The problem »
Reproduce only the lines from the one containing "smile in the" through the one containing "[92,24,210,127]", substituting "child's" for each occurrence of "boy's" and leaving all other text unchanged.

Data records
----------
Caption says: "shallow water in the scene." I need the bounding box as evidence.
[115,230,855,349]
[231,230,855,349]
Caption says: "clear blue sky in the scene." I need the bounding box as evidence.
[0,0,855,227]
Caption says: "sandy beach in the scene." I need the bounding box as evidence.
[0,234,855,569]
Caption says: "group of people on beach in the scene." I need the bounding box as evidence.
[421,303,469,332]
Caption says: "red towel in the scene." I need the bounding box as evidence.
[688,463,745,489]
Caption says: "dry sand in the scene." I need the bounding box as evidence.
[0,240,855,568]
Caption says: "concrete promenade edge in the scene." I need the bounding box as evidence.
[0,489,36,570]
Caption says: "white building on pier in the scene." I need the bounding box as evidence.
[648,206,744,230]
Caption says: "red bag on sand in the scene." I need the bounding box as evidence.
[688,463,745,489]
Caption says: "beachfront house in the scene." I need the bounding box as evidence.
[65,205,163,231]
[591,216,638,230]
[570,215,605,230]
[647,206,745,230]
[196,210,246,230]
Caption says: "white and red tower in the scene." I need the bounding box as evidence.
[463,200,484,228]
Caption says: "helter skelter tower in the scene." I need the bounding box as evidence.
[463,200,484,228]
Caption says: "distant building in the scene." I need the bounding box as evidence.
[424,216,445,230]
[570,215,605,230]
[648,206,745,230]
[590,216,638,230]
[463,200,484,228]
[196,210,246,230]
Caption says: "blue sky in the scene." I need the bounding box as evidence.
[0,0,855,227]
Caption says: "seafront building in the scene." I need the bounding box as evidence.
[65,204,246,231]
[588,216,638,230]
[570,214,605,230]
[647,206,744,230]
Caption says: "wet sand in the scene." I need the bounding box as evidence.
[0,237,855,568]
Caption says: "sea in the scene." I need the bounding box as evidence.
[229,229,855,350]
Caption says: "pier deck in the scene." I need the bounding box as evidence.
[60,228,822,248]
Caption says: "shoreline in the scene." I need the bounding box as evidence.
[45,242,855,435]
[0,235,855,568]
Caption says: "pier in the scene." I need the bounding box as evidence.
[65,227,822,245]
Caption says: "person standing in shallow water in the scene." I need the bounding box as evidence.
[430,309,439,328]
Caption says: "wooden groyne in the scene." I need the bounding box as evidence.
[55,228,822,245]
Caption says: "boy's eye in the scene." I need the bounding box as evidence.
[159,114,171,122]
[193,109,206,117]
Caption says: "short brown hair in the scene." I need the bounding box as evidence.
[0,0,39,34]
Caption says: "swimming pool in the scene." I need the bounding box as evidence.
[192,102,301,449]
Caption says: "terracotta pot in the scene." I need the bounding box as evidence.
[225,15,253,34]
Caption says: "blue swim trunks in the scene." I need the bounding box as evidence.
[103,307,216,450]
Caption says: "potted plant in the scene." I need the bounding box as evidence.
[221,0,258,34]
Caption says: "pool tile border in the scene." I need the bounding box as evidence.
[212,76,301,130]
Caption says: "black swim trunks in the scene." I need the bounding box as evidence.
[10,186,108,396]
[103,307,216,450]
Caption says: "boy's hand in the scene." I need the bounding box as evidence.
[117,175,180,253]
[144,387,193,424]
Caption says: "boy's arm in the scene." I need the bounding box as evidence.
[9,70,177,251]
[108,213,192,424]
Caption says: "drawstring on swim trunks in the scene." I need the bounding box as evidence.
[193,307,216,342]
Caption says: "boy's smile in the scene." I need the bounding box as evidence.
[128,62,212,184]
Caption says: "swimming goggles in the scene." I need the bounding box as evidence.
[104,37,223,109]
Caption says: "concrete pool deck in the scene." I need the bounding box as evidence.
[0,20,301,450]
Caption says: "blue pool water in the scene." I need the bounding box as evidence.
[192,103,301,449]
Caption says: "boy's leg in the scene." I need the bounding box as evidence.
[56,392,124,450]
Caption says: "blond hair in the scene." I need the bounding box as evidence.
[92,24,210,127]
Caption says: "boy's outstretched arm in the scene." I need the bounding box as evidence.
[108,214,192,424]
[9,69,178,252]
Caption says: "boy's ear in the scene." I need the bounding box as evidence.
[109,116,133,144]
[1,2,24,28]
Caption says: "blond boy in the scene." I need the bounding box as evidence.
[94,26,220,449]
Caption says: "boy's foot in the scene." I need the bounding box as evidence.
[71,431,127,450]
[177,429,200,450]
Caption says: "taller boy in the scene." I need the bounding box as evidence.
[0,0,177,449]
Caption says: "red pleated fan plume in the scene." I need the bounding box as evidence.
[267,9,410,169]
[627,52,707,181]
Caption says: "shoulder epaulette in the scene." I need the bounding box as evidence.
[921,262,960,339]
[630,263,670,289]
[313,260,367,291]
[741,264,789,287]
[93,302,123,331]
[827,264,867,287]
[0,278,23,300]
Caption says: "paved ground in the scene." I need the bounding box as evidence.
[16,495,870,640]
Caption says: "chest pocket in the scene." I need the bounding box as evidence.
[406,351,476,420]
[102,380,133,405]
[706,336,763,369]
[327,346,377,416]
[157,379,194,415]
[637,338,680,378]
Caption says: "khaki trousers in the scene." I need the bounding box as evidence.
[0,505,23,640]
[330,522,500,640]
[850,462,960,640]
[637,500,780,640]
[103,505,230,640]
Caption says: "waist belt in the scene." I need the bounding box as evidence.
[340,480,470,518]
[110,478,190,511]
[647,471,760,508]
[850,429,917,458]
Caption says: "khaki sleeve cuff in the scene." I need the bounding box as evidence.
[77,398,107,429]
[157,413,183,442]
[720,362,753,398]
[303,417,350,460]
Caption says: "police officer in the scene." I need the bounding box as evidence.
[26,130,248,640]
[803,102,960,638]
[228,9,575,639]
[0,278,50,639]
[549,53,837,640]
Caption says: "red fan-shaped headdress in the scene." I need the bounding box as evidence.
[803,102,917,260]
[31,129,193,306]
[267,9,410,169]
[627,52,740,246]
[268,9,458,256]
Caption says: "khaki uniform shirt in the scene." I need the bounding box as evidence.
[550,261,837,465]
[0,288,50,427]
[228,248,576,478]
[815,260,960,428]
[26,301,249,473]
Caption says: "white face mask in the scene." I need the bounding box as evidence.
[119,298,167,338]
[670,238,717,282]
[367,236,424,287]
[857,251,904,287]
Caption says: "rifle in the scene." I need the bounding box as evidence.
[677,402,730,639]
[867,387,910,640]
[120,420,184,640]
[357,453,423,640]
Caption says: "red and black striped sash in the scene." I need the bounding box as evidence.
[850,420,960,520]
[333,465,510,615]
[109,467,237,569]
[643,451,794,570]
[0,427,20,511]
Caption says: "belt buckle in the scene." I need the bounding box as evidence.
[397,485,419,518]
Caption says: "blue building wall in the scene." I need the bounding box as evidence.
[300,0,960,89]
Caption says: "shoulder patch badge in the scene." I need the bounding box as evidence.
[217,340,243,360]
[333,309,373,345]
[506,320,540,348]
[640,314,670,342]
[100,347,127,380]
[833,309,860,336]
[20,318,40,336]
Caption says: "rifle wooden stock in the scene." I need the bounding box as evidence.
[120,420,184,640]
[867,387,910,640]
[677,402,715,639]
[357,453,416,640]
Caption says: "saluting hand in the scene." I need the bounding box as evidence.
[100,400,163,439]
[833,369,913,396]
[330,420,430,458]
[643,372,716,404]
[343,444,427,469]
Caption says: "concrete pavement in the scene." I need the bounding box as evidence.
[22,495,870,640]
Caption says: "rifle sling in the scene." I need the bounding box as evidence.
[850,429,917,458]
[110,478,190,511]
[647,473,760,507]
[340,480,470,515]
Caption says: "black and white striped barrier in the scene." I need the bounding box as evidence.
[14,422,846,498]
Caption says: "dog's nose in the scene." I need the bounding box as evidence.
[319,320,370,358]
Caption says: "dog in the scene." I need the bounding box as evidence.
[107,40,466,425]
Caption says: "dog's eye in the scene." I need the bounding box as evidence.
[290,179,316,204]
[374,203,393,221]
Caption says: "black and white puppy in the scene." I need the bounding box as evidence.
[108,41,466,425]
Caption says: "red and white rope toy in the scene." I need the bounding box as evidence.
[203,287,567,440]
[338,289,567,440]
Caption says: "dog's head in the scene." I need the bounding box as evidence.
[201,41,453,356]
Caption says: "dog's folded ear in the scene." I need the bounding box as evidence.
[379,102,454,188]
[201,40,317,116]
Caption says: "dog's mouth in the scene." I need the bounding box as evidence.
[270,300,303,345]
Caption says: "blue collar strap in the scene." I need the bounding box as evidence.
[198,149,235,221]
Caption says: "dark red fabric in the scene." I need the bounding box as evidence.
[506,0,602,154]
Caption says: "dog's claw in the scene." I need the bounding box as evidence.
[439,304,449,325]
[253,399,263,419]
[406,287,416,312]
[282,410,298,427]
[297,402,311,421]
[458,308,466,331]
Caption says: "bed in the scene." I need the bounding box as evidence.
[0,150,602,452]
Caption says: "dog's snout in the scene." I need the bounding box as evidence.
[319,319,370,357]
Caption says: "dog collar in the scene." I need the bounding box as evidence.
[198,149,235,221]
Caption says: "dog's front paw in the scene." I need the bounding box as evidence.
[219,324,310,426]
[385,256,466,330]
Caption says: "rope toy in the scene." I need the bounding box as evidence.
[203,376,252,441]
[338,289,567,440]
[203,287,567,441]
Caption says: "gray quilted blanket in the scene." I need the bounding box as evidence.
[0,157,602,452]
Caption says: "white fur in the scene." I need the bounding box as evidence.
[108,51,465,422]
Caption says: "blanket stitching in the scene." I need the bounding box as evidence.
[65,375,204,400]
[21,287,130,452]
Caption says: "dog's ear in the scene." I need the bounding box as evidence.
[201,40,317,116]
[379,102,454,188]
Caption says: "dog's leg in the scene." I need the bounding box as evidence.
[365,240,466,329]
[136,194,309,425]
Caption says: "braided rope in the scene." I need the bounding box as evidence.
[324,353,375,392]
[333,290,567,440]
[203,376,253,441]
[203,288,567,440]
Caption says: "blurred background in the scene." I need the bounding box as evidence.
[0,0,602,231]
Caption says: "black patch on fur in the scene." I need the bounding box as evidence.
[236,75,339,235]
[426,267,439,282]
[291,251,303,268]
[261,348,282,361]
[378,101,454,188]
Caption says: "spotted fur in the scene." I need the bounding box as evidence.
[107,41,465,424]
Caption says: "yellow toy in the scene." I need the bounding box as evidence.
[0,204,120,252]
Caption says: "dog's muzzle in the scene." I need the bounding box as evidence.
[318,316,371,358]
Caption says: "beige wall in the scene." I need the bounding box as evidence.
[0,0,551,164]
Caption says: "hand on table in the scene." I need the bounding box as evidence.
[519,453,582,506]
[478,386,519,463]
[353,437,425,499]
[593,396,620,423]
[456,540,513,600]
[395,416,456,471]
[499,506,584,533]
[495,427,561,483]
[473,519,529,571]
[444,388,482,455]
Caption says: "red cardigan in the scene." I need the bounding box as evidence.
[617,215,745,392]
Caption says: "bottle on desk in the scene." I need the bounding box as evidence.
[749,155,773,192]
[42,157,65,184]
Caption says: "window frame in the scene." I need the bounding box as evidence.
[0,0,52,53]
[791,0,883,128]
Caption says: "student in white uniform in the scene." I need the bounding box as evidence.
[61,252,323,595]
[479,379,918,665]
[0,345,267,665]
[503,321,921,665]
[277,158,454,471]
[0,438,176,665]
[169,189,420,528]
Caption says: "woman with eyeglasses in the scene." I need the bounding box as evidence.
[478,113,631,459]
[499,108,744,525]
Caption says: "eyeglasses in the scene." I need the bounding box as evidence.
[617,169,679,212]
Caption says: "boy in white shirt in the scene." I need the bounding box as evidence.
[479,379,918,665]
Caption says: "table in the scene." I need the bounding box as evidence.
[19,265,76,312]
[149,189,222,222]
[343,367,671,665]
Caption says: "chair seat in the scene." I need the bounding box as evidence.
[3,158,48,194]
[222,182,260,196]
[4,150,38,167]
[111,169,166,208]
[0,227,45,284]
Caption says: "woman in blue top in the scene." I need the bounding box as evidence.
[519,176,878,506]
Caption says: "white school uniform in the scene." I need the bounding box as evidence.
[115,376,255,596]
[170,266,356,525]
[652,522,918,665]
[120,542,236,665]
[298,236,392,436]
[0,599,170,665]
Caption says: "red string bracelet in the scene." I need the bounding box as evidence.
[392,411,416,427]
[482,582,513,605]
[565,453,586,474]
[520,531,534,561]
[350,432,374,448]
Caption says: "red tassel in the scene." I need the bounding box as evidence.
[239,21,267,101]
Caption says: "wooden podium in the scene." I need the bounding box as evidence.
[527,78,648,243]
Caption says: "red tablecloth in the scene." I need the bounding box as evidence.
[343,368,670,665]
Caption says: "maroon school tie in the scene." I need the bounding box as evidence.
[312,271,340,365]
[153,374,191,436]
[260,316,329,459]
----------
Task result »
Caption says: "child's smile in the scene." I need the bounding box as evidence.
[128,62,212,184]
Caption says: "swimming goggles in the scene." I need the bounding box as evidence.
[104,37,223,109]
Caption says: "concrete pool deck in the scene." I need the bounding box as evidence.
[0,20,301,450]
Caption says: "blue pool water in the scene." I need the bounding box as evidence.
[192,103,301,449]
Caption says: "child's leg in the scene." I need the bounding box as evidence.
[56,392,124,450]
Caption says: "blond hair in the scene." I need the bounding box as evidence.
[92,24,210,127]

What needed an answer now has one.